* [Ketentuan Latihan] Salin kembali bagian teks tentang Amar bin Yasar di antara "Sisanya kecuali Abu" dan "dan meninggalkan Muhammad.", termasuk keduanya, lalu ganti "padang pasir" dengan "gurun".

Demi mempertahankan keimanannya, para sahabat berani menanggung derita siksaan yang luar biasa. Pedihnya luka tidak bisa mengalahkan manisnya iman. Tapi berbeda dengan sahabat Amar bin Yasar. Dia mengaku bukan Islam untuk menyelematkan diri dari siksaan, tapi bagaimana iman dan hatinya yang sesungguhnya?
Amar bin Yasar merupakan salah satu dari tujuh orang sahabat Nabi Muhammad yang pertama kali masuk Islam. Di antara mereka ada Abu Bakar, Yasar (ayah dari Amar), Samiyah (ibu dari Amar), Shuhaib, Bilal bin Rabah, dan Khobbab. Kecuali Abu Bakar, mereka semua mendapat siksaan pedih dari orang-orang kafir dengan alasan agar para sahabat itu segera sadar dan mau kembali ke agama mereka semula.
Tidak tanggung-tanggung, siksaan yang dilancarkan itu pun sampai meregang nyawa. Samiyah, ibu Amar bin Yasar, mengalami perlakuan yang sangat menghinakan. Ia diseret dengan dua keledai dan ditancapkan tombak tepat pada kemaluannya sampai ia mati. Begitu juga suaminya, Yasar, juga dibunuh dengan cara keji. Kedua orang ini dicatat sejarah sebagai orang yang pertama kali terbunuh karena memeluk agama Islam.
Sisanya kecuali Abu Bakar, hampir mengalami perlakuan yang sama. Bilal disiksa tanpa diberi makan dan minum di tengah terik matahari padang pasir. Namun pendiriannya tidak pernah goyah dengan menegaskan bahwa Tuhan yang dia anut adalah satu. Saat Abu Bakar menyaksikan itu, lalu Bilal dibebaskan dengan harga yang sangat tinggi. Khobab juga mengalami perlakuan yang mematikan juga. Ia bahkan dibakar dengan kadar api yang sangat besar. Namun tidak mempan kecuali hanya terbakar di bagian kecil di punggungnya saja.
Berbeda dengan Amar bin Yasar, ia justru mengakui kalau dirinya sudah tidak mengikuti Muhammad lagi. Ia turuti tuntutan orang-orang kafir yang menginginkan ada penegasan dari mulutnya kalau dia akan setia kembali dengan agamanya semula dan meninggalkan Muhammad.
Para ulama berpendapat bolehnya mengucapkan “kafir” dalam keadaan terdesak, takut dibunuh. Namun, mati dalam keadaan memeluk Islam tetap menjadi yang utama.
Apa yang dilakukan Ammar cukup membuat orang-orang kafir merasa sukses atas intimidasi dan diskriminasi yang dilakukan. Dengan segera dan berbangga diri, mereka menyampaikan berita itu kepada Muhammad. Namun Rasulullah tidak semudah itu mempercayai kabar tentang murtadnya Amar. Bahkan beliau tetap meyakini kalau seluruh tubuh Amar mulai dari ubun-ubun hingga telapak kakinya masih dipenuhi keimanan. Sebab iman sudah menjalar di dalam darah dagingnya.

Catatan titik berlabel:

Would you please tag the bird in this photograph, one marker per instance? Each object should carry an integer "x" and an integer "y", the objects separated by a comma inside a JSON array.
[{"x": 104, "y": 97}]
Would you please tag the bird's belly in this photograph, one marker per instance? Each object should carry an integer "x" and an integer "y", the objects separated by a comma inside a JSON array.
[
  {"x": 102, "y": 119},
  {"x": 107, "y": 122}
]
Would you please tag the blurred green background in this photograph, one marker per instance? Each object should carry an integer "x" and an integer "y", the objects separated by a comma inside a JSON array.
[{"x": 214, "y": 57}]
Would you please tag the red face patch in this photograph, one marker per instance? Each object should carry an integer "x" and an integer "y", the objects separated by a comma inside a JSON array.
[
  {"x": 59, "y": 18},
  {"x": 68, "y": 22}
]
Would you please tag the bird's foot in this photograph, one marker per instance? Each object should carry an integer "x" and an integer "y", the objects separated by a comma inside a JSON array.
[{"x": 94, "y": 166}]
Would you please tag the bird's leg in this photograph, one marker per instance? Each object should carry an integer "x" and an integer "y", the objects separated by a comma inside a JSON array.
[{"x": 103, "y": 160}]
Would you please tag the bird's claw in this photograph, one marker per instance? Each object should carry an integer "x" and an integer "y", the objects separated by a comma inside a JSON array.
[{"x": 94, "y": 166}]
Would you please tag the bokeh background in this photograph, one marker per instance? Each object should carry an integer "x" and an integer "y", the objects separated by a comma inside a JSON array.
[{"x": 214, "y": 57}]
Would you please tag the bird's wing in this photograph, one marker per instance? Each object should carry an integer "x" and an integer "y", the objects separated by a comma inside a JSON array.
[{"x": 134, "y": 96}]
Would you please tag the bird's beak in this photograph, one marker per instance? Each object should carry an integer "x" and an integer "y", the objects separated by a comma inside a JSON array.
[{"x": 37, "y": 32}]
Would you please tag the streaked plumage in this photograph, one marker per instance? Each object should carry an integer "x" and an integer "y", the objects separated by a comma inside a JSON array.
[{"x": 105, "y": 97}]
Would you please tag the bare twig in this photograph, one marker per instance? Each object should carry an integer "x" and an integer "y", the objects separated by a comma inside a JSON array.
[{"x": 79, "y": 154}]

* [Penyelesaian]
Sisanya kecuali Abu Bakar, hampir mengalami perlakuan yang sama. Bilal disiksa tanpa diberi makan dan minum di tengah terik matahari gurun. Namun pendiriannya tidak pernah goyah dengan menegaskan bahwa Tuhan yang dia anut adalah satu. Saat Abu Bakar menyaksikan itu, lalu Bilal dibebaskan dengan harga yang sangat tinggi. Khobab juga mengalami perlakuan yang mematikan juga. Ia bahkan dibakar dengan kadar api yang sangat besar. Namun tidak mempan kecuali hanya terbakar di bagian kecil di punggungnya saja.
Berbeda dengan Amar bin Yasar, ia justru mengakui kalau dirinya sudah tidak mengikuti Muhammad lagi. Ia turuti tuntutan orang-orang kafir yang menginginkan ada penegasan dari mulutnya kalau dia akan setia kembali dengan agamanya semula dan meninggalkan Muhammad.